Can you update the lines from the one containing "Q: Identify a point on each instance of the metallic" through the one containing "[(377, 247)]", replacing "photo" with "image" and changing nothing else? Give back only those lines, without the pictures.

** Start of Listed records **

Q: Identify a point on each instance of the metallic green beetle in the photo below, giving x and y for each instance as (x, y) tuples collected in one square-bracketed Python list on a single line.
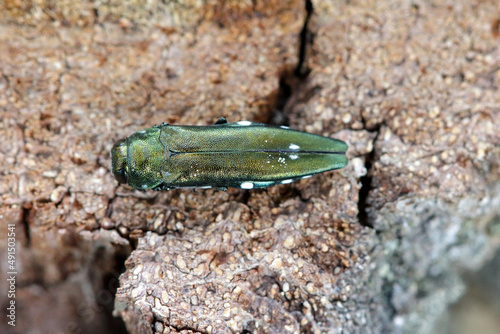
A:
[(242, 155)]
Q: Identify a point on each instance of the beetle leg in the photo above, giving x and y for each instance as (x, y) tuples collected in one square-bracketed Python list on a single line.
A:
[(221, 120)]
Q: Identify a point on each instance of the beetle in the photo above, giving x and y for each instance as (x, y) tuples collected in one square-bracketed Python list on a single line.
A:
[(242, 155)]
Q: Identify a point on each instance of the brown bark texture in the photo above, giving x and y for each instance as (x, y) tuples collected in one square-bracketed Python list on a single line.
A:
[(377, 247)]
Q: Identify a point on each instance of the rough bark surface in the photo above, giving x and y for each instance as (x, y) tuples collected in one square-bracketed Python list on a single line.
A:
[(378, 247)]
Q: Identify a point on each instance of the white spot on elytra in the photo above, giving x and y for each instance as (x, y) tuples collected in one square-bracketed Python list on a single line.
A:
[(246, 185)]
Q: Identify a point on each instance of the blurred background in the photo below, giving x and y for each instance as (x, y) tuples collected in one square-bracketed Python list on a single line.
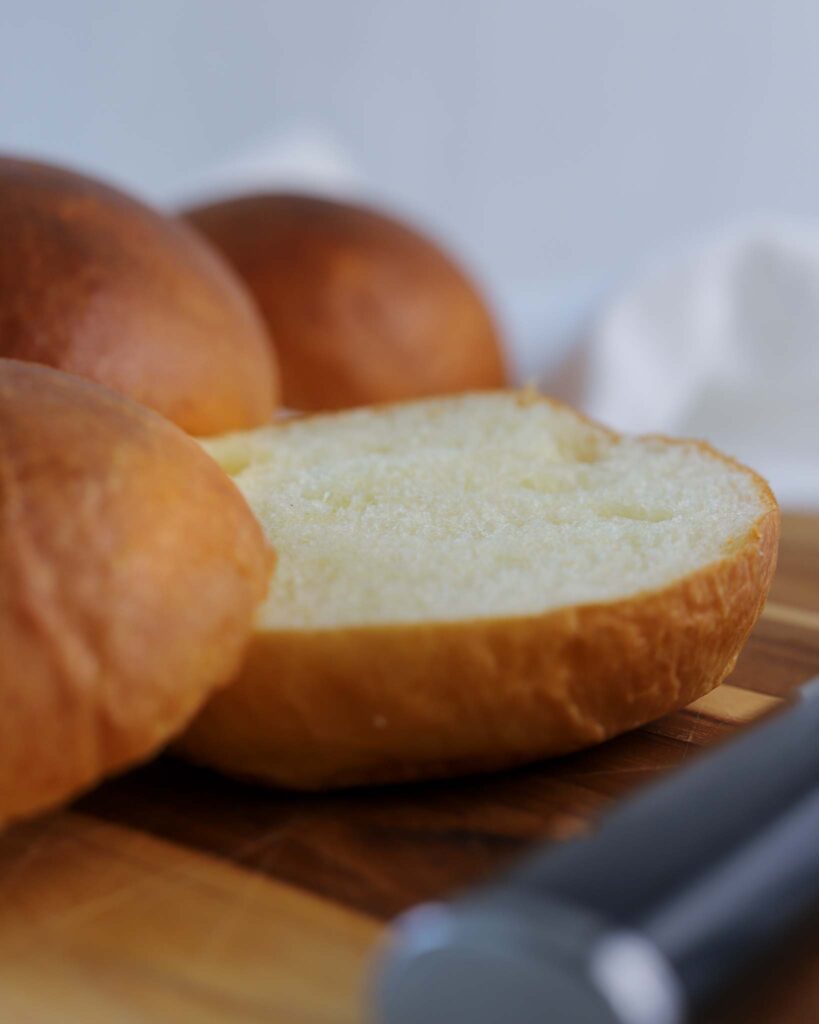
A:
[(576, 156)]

** End of Listed records **
** Start of Listed records **

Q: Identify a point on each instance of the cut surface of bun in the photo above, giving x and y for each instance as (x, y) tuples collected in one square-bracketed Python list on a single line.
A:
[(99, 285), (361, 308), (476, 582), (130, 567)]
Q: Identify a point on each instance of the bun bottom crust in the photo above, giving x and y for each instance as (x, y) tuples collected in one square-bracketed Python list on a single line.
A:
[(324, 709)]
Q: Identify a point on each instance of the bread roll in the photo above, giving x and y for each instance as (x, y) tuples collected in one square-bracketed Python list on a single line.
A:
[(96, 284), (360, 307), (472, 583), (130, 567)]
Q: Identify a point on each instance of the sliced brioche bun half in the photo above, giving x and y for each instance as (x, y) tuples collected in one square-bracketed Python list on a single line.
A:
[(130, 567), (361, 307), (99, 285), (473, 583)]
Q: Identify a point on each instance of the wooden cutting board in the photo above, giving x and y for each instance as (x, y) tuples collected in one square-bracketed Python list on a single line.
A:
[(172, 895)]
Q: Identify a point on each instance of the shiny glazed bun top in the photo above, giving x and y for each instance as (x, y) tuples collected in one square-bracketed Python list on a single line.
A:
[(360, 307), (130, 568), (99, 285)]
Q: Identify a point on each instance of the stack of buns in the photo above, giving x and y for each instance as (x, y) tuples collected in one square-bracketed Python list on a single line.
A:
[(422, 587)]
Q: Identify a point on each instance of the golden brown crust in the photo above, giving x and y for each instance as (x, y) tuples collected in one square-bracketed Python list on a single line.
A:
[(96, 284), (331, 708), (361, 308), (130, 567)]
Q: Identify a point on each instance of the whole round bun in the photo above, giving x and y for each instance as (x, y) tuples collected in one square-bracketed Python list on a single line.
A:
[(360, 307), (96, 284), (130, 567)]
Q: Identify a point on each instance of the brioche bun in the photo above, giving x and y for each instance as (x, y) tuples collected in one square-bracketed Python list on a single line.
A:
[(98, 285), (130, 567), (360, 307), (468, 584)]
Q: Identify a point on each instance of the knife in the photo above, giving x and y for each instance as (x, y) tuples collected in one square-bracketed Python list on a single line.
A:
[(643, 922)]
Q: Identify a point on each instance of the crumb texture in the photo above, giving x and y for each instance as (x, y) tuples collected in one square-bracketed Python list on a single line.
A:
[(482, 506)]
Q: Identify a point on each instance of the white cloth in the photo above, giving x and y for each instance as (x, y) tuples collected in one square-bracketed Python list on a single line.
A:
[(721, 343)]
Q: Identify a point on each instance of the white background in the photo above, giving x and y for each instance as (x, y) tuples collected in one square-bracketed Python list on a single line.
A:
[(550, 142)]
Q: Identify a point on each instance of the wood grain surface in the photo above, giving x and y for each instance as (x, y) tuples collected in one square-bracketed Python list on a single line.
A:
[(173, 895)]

** End of Listed records **

> **Correct result**:
Q: Identify a point on each instance of the metallic green beetle in the image below, giving x and y for each instance as (x, y) tuples collected in one square-bracketed Python list on a single line.
A:
[(242, 155)]
Q: Identify a point on each instance of the beetle leg in the image above, giving x and y for each instance as (x, y) tuples collected in one square-bracketed Python list on a single line.
A:
[(221, 120)]
Q: Identify a point on each instance of the beetle in the image above, giving x and y for each instance as (x, y) tuples collected in one square-bracketed Python list on a single line.
A:
[(242, 155)]
Q: Identify a point on each instance of the brown bark texture in the image above, giving x and y for each instance as (x, y) tuples collected in one square-bracketed Python list on a single line.
A:
[(377, 247)]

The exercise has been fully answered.